[Task to carry out]: From the line containing "Target = blonde woman" to the last line of the records, please reproduce every line exactly and nothing more.

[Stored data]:
☆ ☆ ☆
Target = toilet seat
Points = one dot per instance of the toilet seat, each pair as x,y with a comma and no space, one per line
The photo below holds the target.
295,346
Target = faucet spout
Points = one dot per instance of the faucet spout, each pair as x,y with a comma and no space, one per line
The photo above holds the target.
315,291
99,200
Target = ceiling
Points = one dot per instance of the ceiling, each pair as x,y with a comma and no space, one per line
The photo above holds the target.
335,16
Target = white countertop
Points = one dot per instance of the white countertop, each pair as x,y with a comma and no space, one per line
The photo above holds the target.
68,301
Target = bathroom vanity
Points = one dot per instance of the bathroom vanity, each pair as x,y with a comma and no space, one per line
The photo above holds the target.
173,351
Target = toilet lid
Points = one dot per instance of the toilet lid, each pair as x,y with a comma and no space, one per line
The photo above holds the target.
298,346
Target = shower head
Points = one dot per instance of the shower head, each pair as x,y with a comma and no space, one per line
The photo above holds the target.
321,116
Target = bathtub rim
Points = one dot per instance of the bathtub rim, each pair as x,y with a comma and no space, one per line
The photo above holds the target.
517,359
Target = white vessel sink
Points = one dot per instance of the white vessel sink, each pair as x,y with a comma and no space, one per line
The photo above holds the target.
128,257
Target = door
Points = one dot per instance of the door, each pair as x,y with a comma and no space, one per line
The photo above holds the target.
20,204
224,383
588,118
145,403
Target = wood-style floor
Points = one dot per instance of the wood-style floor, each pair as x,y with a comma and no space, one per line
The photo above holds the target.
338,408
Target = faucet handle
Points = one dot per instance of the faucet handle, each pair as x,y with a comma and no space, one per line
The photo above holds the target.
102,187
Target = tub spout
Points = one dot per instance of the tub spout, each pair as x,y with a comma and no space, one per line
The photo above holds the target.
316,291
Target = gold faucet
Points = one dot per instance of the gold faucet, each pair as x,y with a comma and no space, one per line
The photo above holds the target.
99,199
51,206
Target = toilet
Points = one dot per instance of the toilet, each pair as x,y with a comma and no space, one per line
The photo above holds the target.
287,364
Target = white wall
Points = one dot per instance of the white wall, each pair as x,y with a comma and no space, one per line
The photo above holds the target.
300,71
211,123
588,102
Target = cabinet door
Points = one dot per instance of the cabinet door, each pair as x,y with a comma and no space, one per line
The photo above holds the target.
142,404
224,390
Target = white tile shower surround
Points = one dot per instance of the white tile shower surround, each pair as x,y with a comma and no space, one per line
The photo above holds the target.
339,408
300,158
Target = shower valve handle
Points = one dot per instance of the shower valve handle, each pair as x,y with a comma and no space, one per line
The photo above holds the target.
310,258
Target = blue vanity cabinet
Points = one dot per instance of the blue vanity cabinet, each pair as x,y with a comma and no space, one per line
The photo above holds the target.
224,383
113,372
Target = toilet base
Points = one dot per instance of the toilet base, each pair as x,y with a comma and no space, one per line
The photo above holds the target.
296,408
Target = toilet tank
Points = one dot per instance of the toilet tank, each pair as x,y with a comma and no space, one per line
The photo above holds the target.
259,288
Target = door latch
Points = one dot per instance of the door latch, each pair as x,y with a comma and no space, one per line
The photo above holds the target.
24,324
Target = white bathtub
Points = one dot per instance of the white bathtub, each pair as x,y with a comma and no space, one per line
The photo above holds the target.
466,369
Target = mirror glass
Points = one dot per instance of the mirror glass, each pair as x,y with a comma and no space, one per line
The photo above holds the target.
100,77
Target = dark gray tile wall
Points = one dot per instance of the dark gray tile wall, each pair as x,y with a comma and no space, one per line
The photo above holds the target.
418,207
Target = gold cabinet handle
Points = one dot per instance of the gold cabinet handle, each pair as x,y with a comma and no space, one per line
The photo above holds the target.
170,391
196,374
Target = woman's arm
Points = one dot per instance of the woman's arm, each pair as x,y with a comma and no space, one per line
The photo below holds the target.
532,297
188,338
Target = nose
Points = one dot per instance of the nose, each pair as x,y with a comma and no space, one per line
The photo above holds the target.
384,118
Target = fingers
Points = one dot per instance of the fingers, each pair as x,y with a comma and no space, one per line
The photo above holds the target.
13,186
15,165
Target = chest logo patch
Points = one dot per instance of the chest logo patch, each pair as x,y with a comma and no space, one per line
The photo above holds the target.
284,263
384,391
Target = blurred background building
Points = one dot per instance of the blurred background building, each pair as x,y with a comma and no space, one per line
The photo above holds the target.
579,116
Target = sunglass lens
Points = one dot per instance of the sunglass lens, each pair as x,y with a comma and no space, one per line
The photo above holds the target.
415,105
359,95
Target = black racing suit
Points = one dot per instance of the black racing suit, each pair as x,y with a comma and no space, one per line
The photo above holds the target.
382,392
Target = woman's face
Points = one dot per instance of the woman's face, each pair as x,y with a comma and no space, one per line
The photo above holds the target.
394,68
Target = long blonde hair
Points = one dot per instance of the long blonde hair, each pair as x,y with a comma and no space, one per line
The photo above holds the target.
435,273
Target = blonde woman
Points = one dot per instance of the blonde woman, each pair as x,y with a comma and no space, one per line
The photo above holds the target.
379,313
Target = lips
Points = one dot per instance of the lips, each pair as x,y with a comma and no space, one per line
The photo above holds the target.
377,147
☆ ☆ ☆
[Solution]:
Target = blonde woman
Points = one dot per instance of the blonde woman, each pair as x,y with a comma and no space, one per line
The photo above holds the target.
379,313
Target = lips
Points = one dot per instance of the lips, each pair as x,y with a comma and no space, one per line
The photo above holds the target.
377,147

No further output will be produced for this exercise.